== DIRECTION ==
Can you give the listing again from its first line through the line with "POLYGON ((225 176, 231", swapping "top-left corner" for "upper-left corner" and changing nothing else?

== DATA IN THIS EXERCISE ==

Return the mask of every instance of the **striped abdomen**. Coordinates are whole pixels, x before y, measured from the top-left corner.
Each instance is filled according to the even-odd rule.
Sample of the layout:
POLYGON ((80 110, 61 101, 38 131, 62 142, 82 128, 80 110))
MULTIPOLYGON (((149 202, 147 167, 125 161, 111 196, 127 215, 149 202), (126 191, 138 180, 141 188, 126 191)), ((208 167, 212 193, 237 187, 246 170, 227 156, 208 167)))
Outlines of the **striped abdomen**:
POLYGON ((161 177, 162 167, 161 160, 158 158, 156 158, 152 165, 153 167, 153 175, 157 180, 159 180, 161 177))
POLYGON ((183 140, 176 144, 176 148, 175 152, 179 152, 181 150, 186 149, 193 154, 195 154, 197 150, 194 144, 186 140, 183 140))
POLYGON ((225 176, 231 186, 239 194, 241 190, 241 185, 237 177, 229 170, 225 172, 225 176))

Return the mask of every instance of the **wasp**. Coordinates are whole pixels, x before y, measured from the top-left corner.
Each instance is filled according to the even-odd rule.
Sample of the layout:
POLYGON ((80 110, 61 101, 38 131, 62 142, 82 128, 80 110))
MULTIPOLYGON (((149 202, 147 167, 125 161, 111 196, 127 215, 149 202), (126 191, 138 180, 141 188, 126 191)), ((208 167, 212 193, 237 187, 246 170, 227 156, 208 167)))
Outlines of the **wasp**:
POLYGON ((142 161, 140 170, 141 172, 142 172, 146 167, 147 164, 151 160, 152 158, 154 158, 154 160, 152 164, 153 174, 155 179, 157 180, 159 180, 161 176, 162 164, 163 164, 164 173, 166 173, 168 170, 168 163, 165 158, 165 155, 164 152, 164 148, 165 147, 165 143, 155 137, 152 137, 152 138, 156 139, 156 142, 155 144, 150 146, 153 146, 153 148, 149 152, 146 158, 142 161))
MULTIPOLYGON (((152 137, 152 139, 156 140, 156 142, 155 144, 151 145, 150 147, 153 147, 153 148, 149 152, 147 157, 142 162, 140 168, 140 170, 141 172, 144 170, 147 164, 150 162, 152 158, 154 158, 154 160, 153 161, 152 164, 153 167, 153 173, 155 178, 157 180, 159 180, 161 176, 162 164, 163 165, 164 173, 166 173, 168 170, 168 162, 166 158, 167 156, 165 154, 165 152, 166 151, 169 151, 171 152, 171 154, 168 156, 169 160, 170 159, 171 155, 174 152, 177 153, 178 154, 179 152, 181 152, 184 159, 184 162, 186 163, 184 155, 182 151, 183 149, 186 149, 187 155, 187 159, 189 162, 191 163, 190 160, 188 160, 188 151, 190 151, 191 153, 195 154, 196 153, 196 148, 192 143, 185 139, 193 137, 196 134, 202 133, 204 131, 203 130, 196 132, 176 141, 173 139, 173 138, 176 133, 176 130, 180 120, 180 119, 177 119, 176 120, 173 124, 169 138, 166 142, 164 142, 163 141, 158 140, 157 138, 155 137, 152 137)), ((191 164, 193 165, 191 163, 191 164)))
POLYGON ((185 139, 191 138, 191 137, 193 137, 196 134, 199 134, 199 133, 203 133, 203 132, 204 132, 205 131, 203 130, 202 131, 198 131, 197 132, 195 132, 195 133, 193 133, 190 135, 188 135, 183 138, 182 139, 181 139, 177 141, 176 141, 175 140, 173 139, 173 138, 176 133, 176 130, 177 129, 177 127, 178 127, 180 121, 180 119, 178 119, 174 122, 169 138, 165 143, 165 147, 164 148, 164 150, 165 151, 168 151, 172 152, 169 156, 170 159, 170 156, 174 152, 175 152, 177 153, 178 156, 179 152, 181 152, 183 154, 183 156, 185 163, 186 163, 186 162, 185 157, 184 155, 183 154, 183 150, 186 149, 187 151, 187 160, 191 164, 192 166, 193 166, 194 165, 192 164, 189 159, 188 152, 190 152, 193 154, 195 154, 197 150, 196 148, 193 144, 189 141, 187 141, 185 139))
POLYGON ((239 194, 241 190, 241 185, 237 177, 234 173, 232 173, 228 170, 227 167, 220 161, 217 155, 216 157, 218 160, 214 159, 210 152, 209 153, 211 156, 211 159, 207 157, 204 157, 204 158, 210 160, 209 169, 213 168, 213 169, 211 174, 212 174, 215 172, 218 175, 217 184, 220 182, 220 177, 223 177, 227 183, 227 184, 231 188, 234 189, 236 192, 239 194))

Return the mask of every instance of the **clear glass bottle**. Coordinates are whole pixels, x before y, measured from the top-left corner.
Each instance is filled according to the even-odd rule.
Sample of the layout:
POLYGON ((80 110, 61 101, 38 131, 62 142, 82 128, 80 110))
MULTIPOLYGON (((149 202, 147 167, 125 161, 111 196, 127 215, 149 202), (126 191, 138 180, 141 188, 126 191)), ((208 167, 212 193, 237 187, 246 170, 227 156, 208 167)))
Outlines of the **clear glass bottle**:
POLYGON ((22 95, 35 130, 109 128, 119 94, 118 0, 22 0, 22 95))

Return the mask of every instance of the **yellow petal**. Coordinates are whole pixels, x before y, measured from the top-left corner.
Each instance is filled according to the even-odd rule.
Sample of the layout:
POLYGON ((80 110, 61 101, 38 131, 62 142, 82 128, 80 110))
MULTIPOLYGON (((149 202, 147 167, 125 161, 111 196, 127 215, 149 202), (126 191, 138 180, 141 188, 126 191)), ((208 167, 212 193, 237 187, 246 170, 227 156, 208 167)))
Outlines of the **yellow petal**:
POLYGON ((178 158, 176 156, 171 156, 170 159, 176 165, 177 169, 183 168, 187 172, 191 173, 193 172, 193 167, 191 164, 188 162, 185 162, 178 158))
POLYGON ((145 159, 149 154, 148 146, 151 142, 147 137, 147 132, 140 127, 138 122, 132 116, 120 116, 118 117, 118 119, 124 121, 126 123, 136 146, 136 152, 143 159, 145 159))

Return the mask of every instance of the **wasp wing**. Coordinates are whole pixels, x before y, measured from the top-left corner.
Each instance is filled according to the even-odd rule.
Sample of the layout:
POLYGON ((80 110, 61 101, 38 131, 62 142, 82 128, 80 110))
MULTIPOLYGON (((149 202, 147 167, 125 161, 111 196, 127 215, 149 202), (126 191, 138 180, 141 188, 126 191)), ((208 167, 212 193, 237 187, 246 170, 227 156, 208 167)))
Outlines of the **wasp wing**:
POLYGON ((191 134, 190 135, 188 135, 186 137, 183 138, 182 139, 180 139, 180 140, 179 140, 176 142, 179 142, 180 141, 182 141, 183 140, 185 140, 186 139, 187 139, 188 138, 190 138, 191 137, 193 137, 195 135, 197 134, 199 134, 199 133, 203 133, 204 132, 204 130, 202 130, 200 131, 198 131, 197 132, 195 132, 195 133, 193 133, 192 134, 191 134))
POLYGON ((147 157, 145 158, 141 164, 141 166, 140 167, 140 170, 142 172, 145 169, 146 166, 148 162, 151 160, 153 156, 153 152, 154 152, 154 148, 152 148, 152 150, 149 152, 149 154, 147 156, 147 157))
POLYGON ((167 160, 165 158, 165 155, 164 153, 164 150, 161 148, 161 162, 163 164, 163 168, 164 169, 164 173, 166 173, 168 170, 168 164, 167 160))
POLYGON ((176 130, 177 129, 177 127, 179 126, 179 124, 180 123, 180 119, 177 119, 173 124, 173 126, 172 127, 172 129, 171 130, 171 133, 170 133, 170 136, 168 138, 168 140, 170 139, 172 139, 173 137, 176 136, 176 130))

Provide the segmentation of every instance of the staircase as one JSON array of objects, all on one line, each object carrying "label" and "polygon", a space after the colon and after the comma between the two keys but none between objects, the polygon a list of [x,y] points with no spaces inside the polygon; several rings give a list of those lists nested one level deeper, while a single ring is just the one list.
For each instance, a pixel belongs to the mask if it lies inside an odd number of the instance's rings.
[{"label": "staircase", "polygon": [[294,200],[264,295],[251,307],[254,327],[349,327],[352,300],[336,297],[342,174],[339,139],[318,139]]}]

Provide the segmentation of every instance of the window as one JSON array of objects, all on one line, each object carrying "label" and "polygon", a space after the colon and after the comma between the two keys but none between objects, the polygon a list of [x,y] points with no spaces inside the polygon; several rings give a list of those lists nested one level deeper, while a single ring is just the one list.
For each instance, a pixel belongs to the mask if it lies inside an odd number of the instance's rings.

== TASK ANSWER ==
Return the mask of every instance of the **striped abdomen**. Coordinates are whole pixels, x before y, measured from the upper-left corner.
Each instance is filled according to the even-odd rule.
Sample of the layout:
POLYGON ((80 110, 61 101, 38 131, 62 142, 82 128, 80 110))
MULTIPOLYGON (((149 202, 147 167, 125 161, 111 196, 127 215, 149 202), (126 191, 138 180, 141 188, 126 191)), ((208 167, 212 193, 237 187, 246 170, 227 156, 208 167)))
Outlines of the **striped abdomen**:
POLYGON ((161 177, 162 167, 161 160, 158 158, 156 158, 152 165, 153 167, 153 175, 157 180, 159 180, 161 177))
POLYGON ((183 140, 176 144, 176 148, 175 152, 179 152, 181 150, 186 149, 193 154, 195 154, 197 150, 194 144, 186 140, 183 140))
POLYGON ((225 176, 231 186, 239 194, 241 190, 241 185, 237 177, 229 170, 225 172, 225 176))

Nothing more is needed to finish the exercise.